Source text =
BEGIN

Is your question about costs or pricing? I was focused on the cost side, but pricing has to do with complex dynamics like supply, demand, competition, price-sensitivity, and elasticity of supply and demand.

It should be up to the manufacturer to explain those numbers.
Is it? From their perspective, the story is basically: "This is the price. If you can't afford it, we have lower-end options that should interest you."

They don't really owe anyone an explanation. The only reason they might offer one is if they think it would help sell more GPUs, either now or in the future. Typically, as you move up into the premium product lines, you tend to see less and less of that sort of thing. It's mostly commodities where brands fear losing customer loyalty when prices go up.

You make it too easy to defend Nvidia and AMD...

END

Data block =

BEGIN

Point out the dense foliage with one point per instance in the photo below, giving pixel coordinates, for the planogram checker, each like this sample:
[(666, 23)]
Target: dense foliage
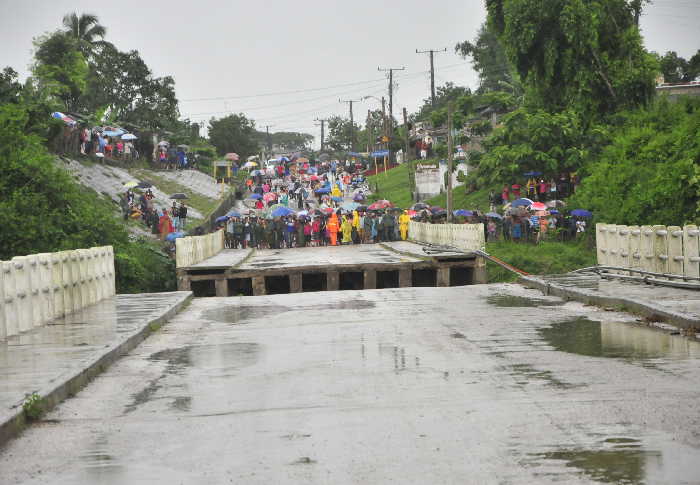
[(650, 170)]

END

Task instructions =
a - Revise the GPU pricing text starting at "It should be" and ending at "Nvidia and AMD...", changing "manufacturer" to "vendor".
b - In the GPU pricing text, what kind of products does brands' fear of losing customer loyalty when prices go up mostly apply to?

Answer set =
a -
It should be up to the vendor to explain those numbers.
Is it? From their perspective, the story is basically: "This is the price. If you can't afford it, we have lower-end options that should interest you."

They don't really owe anyone an explanation. The only reason they might offer one is if they think it would help sell more GPUs, either now or in the future. Typically, as you move up into the premium product lines, you tend to see less and less of that sort of thing. It's mostly commodities where brands fear losing customer loyalty when prices go up.

You make it too easy to defend Nvidia and AMD...

b - Commodities.